- [TEXTE À LIRE]
________________________________________

Dossier : IMM-703-08

Référence : 2009 CF 282

Ottawa (Ontario), le 20 mars 2009

En présence de monsieur le juge O’Reilly

 

ENTRE :

NORLANDE SYLVANIE LEWIS ET

TAHJ RICHARD CAMBRIDGE

 

demandeurs

 

et

 

 

 

LE MINISTRE DE LA CITOYENNETÉ

ET IMMIGRATION

 

défendeur

 

MOTIFS DU JUGEMENT ET JUGEMENT

 

[1]               Mme Norlande Lewis (ainsi que son fils, Tahj) demande l’asile au Canada parce qu’elle a peur de son ex-conjoint de fait, lequel a été déclaré coupable d’agression à son égard au Canada. Elle craint que, s’il est expulsé à Saint-Vincent et qu’elle est également obligée de retourner là-bas, il continuera de l’agresser physiquement. Elle soutient que les autorités de Saint-Vincent ne seront pas en mesure de la protéger contre lui.

 

[2]               Mme Lewis a exposé ses préoccupations à un tribunal de la Commission de l’immigration et de la protection des réfugiés qui a conclu qu’elle pouvait se réclamer de la protection de l’État à Saint-Vincent. Mme Lewis allègue que la Commission n’a pas tenu compte d’importants éléments de preuve qui démontraient une absence de la protection de l’État. Elle me demande d’ordonner qu’un autre tribunal procède à un nouvel examen de sa demande.

 

[3]               Je conviens que la Commission a omis de tenir compte d’importants éléments de preuve et je dois, par conséquent, accueillir la présente demande de contrôle judiciaire.

 

[4]                 Il n’y a qu’une question à trancher : La Commission a-t-elle omis de tenir compte d’importants éléments de preuve favorables à Mme Lewis?

 

I.  Le contexte factuel

 

[5]               En 1998, Mme Lewis et M. Richard Cambridge ont commencé à vivre ensemble à Saint‑Vincent. En 2002, M. Cambridge est parti pour trouver du travail au Canada. Mme Lewis et Tahj l’ont rejoint à Toronto plus tard cette année-là.

 

[6]               M. Cambridge a agressé Mme Lewis physiquement tout au long de leur relation. En 2006, il a plaidé coupable à une accusation d’agression. Même s’il avait reçu l’ordre de ne pas communiquer avec Mme Lewis pendant qu’il était en liberté sous caution, M. Cambridge a contrevenu à l’ordonnance à maintes reprises. Mme Lewis craint que si elle et son fils sont obligés de retourner à Saint-Vincent et que M. Cambridge est expulsé là-bas, celui-ci voudra se venger contre elle pour avoir été à l’origine de sa déclaration de culpabilité et de son renvoi du Canada.

________________________________________

- [EXTRAITS DU MATÉRIEL]

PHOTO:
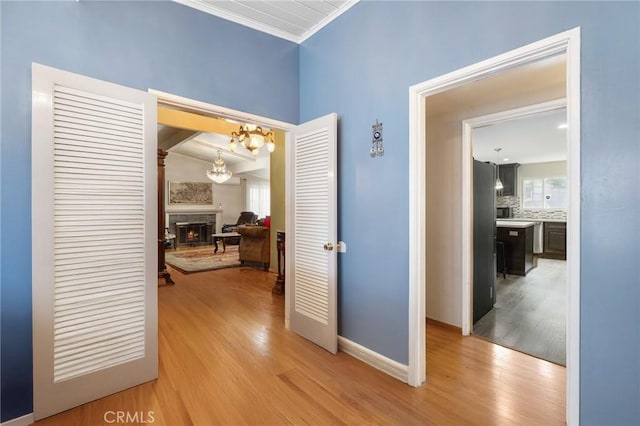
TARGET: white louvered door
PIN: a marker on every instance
(94, 242)
(312, 232)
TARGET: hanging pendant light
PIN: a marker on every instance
(252, 137)
(219, 172)
(499, 185)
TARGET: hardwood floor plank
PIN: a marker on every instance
(226, 359)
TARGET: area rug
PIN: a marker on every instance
(202, 259)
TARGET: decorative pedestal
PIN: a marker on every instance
(278, 288)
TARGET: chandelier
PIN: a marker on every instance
(219, 172)
(252, 138)
(499, 185)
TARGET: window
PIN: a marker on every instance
(544, 193)
(259, 197)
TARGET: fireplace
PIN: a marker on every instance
(192, 229)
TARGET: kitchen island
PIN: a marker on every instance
(517, 237)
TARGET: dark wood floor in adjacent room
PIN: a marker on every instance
(226, 359)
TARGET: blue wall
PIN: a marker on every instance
(160, 45)
(361, 67)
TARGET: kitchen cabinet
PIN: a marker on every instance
(509, 176)
(517, 238)
(555, 240)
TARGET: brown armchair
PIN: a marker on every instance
(245, 217)
(254, 244)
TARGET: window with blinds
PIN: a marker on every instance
(99, 233)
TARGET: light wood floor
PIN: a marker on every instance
(226, 359)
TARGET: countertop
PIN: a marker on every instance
(514, 224)
(528, 219)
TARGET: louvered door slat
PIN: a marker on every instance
(111, 336)
(314, 215)
(311, 176)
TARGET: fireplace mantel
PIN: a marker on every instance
(172, 212)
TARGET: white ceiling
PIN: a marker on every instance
(293, 20)
(531, 139)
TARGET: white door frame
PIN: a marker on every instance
(566, 42)
(240, 116)
(467, 190)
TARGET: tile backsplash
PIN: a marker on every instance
(514, 203)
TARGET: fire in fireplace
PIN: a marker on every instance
(193, 233)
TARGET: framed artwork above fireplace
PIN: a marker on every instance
(190, 193)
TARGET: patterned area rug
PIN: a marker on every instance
(202, 259)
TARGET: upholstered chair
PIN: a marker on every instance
(245, 217)
(254, 244)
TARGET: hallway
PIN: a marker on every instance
(226, 358)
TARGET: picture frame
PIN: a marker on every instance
(190, 193)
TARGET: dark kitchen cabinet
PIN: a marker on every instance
(509, 176)
(518, 248)
(555, 240)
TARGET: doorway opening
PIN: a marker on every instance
(523, 261)
(564, 43)
(193, 133)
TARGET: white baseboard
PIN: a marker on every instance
(374, 359)
(25, 420)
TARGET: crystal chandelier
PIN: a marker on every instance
(499, 185)
(219, 172)
(252, 138)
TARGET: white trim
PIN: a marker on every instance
(573, 226)
(326, 21)
(374, 359)
(467, 167)
(265, 28)
(27, 419)
(416, 374)
(569, 42)
(211, 109)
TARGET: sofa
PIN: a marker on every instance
(254, 244)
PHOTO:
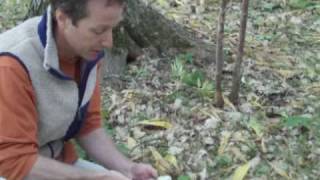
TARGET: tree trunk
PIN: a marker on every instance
(219, 54)
(234, 95)
(144, 27)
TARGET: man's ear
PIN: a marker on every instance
(61, 18)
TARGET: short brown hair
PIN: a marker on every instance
(77, 9)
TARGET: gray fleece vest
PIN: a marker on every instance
(61, 103)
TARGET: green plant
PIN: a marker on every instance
(205, 88)
(178, 69)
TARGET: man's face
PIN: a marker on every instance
(93, 33)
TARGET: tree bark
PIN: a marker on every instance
(144, 27)
(219, 55)
(237, 74)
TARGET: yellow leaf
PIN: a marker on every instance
(257, 127)
(241, 172)
(157, 123)
(131, 143)
(161, 164)
(279, 171)
(224, 141)
(172, 160)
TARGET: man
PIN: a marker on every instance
(49, 95)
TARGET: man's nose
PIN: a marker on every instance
(107, 40)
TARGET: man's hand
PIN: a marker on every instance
(140, 171)
(109, 175)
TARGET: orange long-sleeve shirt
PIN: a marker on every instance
(18, 119)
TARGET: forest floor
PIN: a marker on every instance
(165, 114)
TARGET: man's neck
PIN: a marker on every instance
(65, 52)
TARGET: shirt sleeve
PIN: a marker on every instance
(93, 120)
(18, 121)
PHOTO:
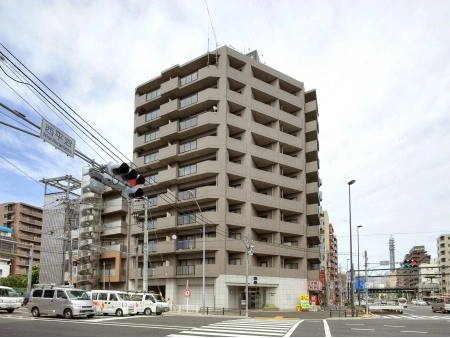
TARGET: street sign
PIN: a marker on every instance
(54, 136)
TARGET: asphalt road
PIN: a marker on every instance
(414, 322)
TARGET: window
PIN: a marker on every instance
(151, 136)
(235, 261)
(188, 78)
(235, 235)
(152, 115)
(186, 218)
(49, 293)
(151, 158)
(187, 170)
(151, 95)
(188, 123)
(186, 101)
(191, 145)
(293, 266)
(151, 179)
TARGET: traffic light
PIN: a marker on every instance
(408, 263)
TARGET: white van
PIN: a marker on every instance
(9, 299)
(145, 303)
(60, 301)
(112, 302)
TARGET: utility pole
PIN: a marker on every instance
(365, 284)
(249, 252)
(145, 248)
(30, 268)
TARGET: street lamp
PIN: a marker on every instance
(204, 253)
(352, 296)
(359, 274)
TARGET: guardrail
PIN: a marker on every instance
(344, 312)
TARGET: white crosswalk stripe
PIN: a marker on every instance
(415, 317)
(241, 327)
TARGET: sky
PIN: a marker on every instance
(380, 69)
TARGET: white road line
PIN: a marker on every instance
(288, 334)
(326, 328)
(362, 329)
(394, 325)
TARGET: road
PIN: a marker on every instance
(414, 322)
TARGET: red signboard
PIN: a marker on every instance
(314, 285)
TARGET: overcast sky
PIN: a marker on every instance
(381, 70)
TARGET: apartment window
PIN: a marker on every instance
(153, 200)
(235, 235)
(188, 123)
(152, 115)
(151, 179)
(151, 136)
(188, 78)
(186, 194)
(293, 266)
(234, 261)
(153, 94)
(186, 101)
(151, 157)
(186, 218)
(187, 170)
(188, 146)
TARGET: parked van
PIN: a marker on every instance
(441, 304)
(145, 303)
(9, 299)
(112, 302)
(402, 301)
(60, 301)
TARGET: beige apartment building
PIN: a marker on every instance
(25, 222)
(231, 144)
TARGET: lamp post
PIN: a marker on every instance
(204, 253)
(352, 296)
(359, 274)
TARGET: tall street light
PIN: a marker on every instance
(352, 296)
(359, 274)
(204, 253)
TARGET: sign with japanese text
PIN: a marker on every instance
(54, 136)
(314, 285)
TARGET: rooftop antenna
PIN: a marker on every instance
(214, 33)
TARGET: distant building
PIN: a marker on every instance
(443, 253)
(411, 277)
(22, 223)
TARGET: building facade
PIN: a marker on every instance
(411, 277)
(228, 145)
(443, 254)
(22, 223)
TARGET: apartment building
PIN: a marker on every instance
(22, 224)
(443, 257)
(411, 277)
(229, 147)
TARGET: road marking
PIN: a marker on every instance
(362, 329)
(394, 325)
(326, 328)
(288, 334)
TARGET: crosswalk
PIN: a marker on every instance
(248, 327)
(436, 317)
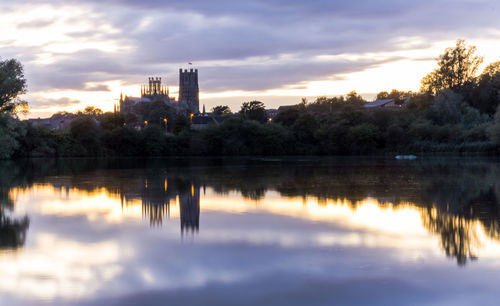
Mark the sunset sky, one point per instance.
(79, 53)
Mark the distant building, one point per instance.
(271, 113)
(189, 92)
(385, 103)
(189, 96)
(57, 121)
(206, 120)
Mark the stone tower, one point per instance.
(189, 93)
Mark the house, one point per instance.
(386, 103)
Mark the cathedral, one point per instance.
(189, 93)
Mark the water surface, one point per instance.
(344, 231)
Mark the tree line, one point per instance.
(456, 110)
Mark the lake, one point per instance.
(255, 231)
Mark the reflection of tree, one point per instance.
(190, 210)
(457, 234)
(12, 231)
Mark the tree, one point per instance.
(221, 110)
(395, 94)
(92, 111)
(12, 85)
(86, 131)
(457, 69)
(353, 98)
(181, 123)
(254, 110)
(486, 97)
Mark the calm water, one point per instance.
(250, 232)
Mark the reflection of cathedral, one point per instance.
(157, 199)
(190, 210)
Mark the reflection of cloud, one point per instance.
(56, 268)
(84, 245)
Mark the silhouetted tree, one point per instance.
(12, 85)
(486, 97)
(221, 110)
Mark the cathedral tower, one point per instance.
(189, 93)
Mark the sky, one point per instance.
(85, 53)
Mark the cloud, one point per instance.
(101, 41)
(42, 102)
(39, 23)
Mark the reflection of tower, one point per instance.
(189, 93)
(190, 209)
(155, 200)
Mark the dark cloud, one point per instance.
(96, 88)
(157, 37)
(41, 103)
(39, 23)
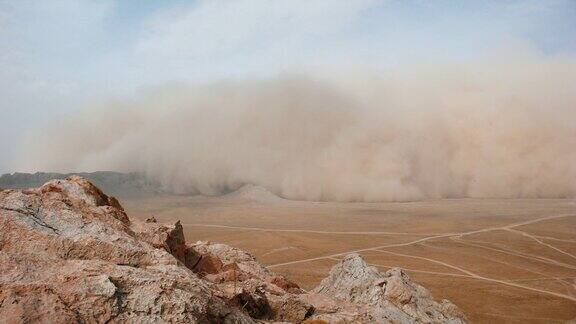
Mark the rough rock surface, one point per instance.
(385, 297)
(69, 253)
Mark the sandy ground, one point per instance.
(508, 261)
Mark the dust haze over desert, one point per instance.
(297, 161)
(483, 129)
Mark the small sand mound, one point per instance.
(253, 193)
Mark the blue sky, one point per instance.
(57, 56)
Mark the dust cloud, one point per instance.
(501, 128)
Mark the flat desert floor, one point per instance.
(499, 260)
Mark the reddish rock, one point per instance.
(208, 264)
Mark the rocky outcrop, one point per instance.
(69, 253)
(116, 183)
(385, 297)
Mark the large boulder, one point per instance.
(385, 297)
(68, 254)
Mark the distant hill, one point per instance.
(123, 185)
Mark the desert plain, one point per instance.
(499, 260)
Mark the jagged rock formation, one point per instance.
(115, 183)
(385, 297)
(69, 253)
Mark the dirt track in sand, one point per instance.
(499, 260)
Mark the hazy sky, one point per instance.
(56, 56)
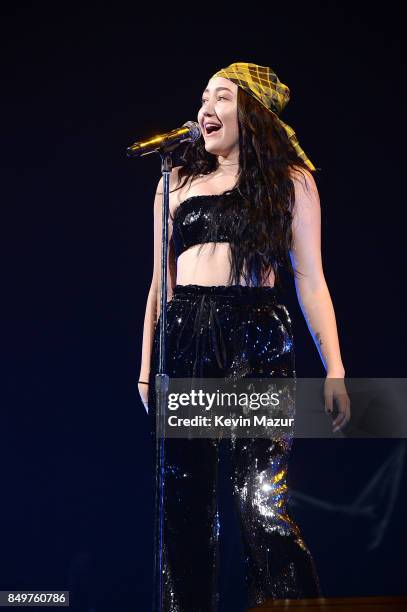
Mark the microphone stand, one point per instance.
(161, 387)
(164, 145)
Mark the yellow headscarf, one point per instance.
(264, 85)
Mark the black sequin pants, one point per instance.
(224, 331)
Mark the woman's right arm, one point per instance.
(153, 299)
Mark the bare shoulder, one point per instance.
(303, 179)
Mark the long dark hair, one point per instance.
(262, 236)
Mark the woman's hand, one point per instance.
(334, 389)
(143, 390)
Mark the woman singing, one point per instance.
(244, 205)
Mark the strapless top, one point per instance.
(204, 218)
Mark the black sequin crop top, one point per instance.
(204, 218)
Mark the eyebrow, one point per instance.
(218, 88)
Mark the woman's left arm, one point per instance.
(312, 290)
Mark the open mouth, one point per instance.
(212, 129)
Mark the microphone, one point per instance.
(189, 132)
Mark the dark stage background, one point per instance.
(81, 83)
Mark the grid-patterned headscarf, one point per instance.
(263, 84)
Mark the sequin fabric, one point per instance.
(203, 218)
(238, 332)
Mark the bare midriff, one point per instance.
(211, 264)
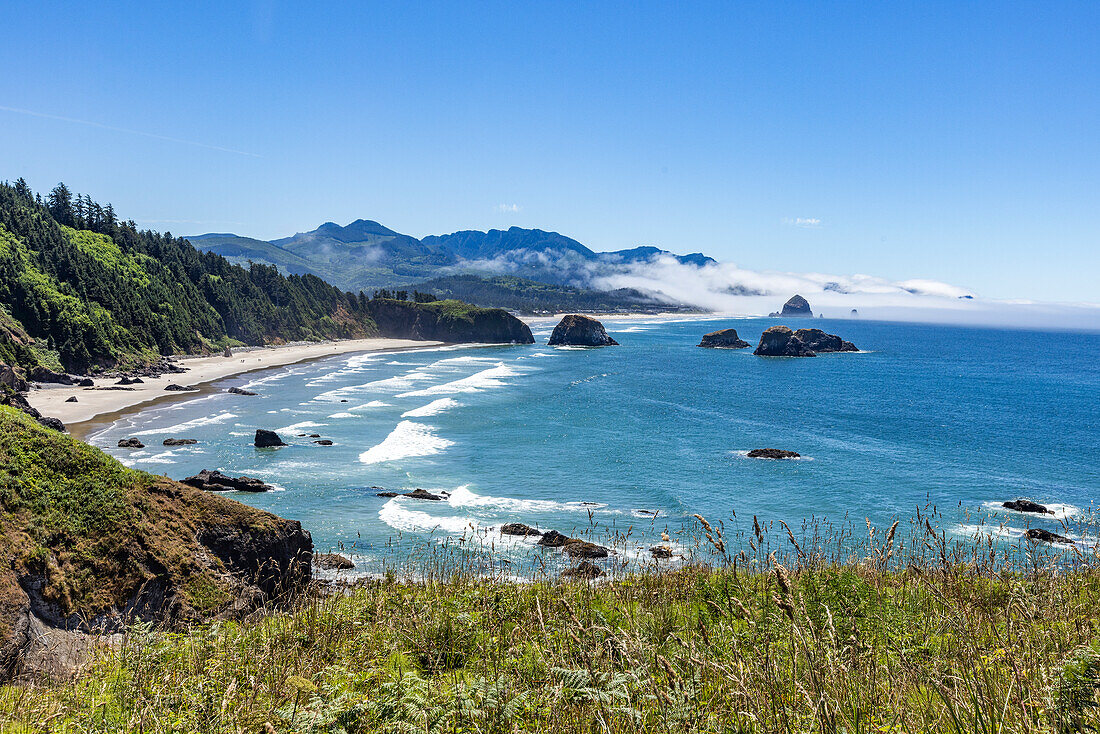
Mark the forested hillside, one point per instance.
(81, 289)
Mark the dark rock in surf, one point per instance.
(1045, 536)
(1026, 506)
(421, 494)
(267, 439)
(215, 481)
(332, 561)
(518, 528)
(796, 307)
(578, 330)
(780, 341)
(772, 453)
(724, 339)
(820, 341)
(583, 570)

________________________________________

- [CONSIGNE]
D'après le jugement, en quelle année M. Cambridge a-t-il plaidé coupable à une accusation d'agression ?

- [RÉPONSE ATTENDUE]
En 2006.